_Task statement_.
Repeat the whole listing. Keep it exact.

_Raw data_.
────────────────────

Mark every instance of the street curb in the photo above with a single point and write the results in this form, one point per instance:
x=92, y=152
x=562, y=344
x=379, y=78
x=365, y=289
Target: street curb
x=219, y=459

────────────────────

_Written solution_.
Mark every instance of the street curb in the photo above with a single point and write the results in this form, one point per instance:
x=92, y=152
x=562, y=344
x=379, y=78
x=365, y=289
Target: street curb
x=219, y=459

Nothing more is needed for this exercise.